### [TEXTO DE ORIGEM]
===

Chegou hoje ao porto de Montevidéu, de onde partirá rumo ao Brasil, um dos mais interessantes comboios marítimos do ano: o que está conduzindo o outrora poderoso porta-aviões americano Kitty Hawk para um estaleiro no Texas, onde ele será desmanchado e vendido como sucata.
Mas, bem mais impactante do que a transformação de um gigantesco porta-aviões em pilhas de ferro-velho é por quanto ele foi vendido para a empresa que executará o serviço: um mísero centavo de dólar — pouco mais de R$ 0,05.
Barganha do século
A transação, considerada a "barganha da década" por admiradores do famoso navio, um dos maiores porta-aviões que os Estados Unidos tiveram no passado, e por alguns políticos americanos de oposição (já que, quando foi construído, no início da década de 1960, o Kitty Hawk custou 264 milhões de dólares, ou quase R$ 13 bilhões em valores corrigidos para os dias de hoje), levantou suspeitas e gerou indignação.
Mas a empresa que comprou o navio por um valor inferior ao de uma bala, a fim de desmantelá-lo, a International Shipbreaking Limited, garante que está prestando "um serviço aos contribuintes americanos", por que eles "não precisarão pagar pelo desmanche do navio", já que ela assumirá este custo — embora omita o quanto irá lucrar vendendo o aço e o que mais puder ser reciclado do grande porta-aviões, que foi desativado em 2009, após quase meio século de serviços prestados à Marinha dos Estados Unidos.
Porta-aviões com história
O Kitty Hawk, assim batizado em homenagem à região do estado da Carolina do Norte onde os irmãos Wilbur e Orville Wright, considerados pelos americanos como os inventores do avião, voaram pela primeira vez, em 1903, foi um dos primeiros super porta-aviões dos Estados Unidos.
Com 326 metros de comprimento e 86 de largura, e capacidade para abrigar até 100 aviões militares, quando foi lançado, em 1961, o Kitty Hawk era considerado um símbolo do poder militar do país.
Kitty Hawk |
Atuou na Guerra do Vietnã e do Iraque, e em todos os grandes conflitos envolvendo os Estados Unidos, até o início dos anos 2 000, quando foi "aposentado" e ancorado em uma base americana, no estado de Washington, à espera do momento de ser desmanchado — o que ficou acertado no ano passado, através da polêmica "venda simbólica" para a empresa que irá executar o serviço.

===

### [MATERIAL SELECIONADO]
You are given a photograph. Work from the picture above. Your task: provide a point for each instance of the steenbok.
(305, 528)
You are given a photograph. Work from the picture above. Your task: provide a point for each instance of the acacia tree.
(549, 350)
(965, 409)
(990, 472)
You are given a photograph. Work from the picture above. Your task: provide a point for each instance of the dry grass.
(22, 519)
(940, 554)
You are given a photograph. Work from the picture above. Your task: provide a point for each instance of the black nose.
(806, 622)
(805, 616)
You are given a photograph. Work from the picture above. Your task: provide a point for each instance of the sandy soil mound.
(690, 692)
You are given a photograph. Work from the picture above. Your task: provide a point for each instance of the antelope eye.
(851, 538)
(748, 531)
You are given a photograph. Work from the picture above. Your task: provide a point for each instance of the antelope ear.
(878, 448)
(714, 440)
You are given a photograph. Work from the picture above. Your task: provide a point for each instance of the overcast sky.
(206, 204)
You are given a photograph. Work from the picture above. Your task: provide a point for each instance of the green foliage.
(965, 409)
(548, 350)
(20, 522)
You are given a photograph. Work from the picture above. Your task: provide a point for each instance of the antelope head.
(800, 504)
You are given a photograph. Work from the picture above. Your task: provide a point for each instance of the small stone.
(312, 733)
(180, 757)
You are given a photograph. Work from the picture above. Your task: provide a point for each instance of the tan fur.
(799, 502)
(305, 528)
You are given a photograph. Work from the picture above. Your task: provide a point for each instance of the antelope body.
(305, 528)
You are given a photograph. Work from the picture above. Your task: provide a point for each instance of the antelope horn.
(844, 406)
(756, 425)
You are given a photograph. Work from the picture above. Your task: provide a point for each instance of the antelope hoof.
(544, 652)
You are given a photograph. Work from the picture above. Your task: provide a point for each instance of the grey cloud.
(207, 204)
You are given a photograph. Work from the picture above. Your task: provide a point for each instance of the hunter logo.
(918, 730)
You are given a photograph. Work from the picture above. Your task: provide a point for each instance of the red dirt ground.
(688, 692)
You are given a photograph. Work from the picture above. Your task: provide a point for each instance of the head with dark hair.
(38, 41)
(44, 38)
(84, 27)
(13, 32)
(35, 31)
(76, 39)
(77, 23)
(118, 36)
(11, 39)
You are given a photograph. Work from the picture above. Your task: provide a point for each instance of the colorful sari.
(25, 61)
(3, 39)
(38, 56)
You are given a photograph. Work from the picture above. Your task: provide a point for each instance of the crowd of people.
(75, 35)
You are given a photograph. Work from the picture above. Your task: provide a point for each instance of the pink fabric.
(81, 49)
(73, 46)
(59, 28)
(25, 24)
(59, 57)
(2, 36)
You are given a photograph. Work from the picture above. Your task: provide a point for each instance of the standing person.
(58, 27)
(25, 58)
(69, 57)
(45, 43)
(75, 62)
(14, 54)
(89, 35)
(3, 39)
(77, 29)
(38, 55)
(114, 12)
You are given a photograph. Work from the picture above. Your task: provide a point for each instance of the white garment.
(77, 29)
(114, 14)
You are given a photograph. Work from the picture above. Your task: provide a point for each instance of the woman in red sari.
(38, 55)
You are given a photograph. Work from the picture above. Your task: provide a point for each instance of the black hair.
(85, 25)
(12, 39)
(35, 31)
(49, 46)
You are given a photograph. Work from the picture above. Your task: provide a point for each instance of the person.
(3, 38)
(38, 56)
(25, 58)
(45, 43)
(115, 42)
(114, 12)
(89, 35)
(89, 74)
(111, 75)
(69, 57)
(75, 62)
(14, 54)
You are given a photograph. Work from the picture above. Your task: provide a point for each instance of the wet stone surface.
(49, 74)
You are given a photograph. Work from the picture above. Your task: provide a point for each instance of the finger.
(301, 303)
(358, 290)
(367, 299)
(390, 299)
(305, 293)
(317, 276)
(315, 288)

===

### [EXERCÍCIOS]
• A. Liste todos os estados dos Estados Unidos mencionados no texto de origem.
• B. Segundo o texto de origem, por quanto o Kitty Hawk foi vendido à empresa que fará o desmanche?
• C. Traduza para o inglês esta frase do texto de origem: "Com 326 metros de comprimento e 86 de largura, e capacidade para abrigar até 100 aviões militares, quando foi lançado, em 1961, o Kitty Hawk era considerado um símbolo do poder militar do país."

### [RESPOSTAS POR TAREFA]
• A. Texas, Carolina do Norte e Washington.

• B. Por um centavo de dólar, pouco mais de R$ 0,05.

• C. At 326 meters long and 86 wide, with room for up to 100 military aircraft, the Kitty Hawk was considered a symbol of the country's military power when it was launched in 1961.